Only an exact, complete copy of the listing will serve as the answer.

▬▬▬▬▬▬▬▬▬▬

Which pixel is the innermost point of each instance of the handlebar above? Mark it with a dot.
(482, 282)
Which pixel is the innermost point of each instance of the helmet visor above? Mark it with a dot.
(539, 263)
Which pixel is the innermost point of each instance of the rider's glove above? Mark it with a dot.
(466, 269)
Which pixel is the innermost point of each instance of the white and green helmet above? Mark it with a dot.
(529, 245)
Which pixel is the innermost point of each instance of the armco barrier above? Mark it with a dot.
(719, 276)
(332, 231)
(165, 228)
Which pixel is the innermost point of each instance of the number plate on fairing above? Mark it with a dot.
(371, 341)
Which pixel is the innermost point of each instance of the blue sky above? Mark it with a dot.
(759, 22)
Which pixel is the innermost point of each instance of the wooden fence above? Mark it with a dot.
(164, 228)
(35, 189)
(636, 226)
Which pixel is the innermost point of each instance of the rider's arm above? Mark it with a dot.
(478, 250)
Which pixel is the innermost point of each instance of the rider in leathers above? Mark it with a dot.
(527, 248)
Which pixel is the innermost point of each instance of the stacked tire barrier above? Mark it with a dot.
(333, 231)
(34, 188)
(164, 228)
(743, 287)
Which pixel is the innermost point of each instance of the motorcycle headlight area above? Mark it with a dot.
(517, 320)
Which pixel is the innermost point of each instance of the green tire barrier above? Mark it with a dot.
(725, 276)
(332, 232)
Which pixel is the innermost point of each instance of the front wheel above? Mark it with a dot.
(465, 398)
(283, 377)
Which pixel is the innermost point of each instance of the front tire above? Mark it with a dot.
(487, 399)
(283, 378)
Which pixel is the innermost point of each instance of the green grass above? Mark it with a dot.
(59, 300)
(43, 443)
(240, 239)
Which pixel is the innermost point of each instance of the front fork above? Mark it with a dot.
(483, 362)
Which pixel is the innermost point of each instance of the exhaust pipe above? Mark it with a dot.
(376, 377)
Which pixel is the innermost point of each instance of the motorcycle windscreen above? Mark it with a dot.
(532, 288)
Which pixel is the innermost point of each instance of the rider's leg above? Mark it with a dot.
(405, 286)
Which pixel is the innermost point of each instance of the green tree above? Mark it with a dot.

▬▬▬▬▬▬▬▬▬▬

- _Reply_:
Which pixel is the innermost point of each instance of the handlebar above? Mark it with a dot.
(482, 282)
Which pixel is the innermost point of each instance of the helmet visor above? Mark it with a dot.
(539, 263)
Which pixel is the innermost point of each instance of the rider's glove above? Mark it with a dot.
(466, 269)
Which pixel is the innermost point of each instance of the white and green helmet above? Mark it with a dot.
(529, 245)
Which pixel is the innermost point of each instance of the armco barrier above? Mark it with a dot.
(719, 276)
(332, 231)
(165, 228)
Which pixel is the innermost point of each instance of the number plate on fairing above? Mark it with a dot.
(371, 341)
Which pixel is the innermost point of each instance of the blue sky above? Mark it with a dot.
(759, 22)
Which pixel is the innermost point of each instance of the wooden fence above? Mark it with a dot.
(164, 228)
(35, 189)
(636, 226)
Which pixel is the innermost point of each instance of the rider's arm above? Mark it with a dot.
(478, 250)
Which pixel is the innermost point of each instance of the rider in leathers above? Mark it with a dot.
(527, 248)
Which pixel is the innermost point of each instance of the stacked tire barrier above? Mark it with a dot.
(333, 231)
(34, 188)
(164, 228)
(743, 287)
Which pixel is the innermost point of each instance of the motorcycle headlight area above? Mark it with a dot.
(517, 320)
Which pixel is the innermost point of each instance of the green tire barrier above? Mark it with a dot.
(725, 276)
(332, 232)
Which pixel is the innermost point of each instance of the front wheel above? Mark it with a dot.
(465, 398)
(283, 377)
Which pixel is the innermost point of each instance of the front tire above? Mark it with a dot.
(487, 399)
(283, 378)
Which pixel is the innermost point of each instance of the green grass above? Mark it with a dot.
(59, 300)
(43, 443)
(240, 239)
Which pixel is the innermost point of each instance of the front fork above? Mark it with a dot.
(483, 362)
Which pixel is the innermost point of each instance of the exhaust pipe above? Mark it with a dot.
(376, 377)
Which pixel is the innermost point of each instance of the motorcycle windscreen above? Mark it with a dot.
(532, 288)
Which pixel is the innermost point of each instance of the rider's leg above? Mark it with a dot.
(405, 286)
Which pixel is the innermost point of each instance of the green tree above? Mark it with a dot.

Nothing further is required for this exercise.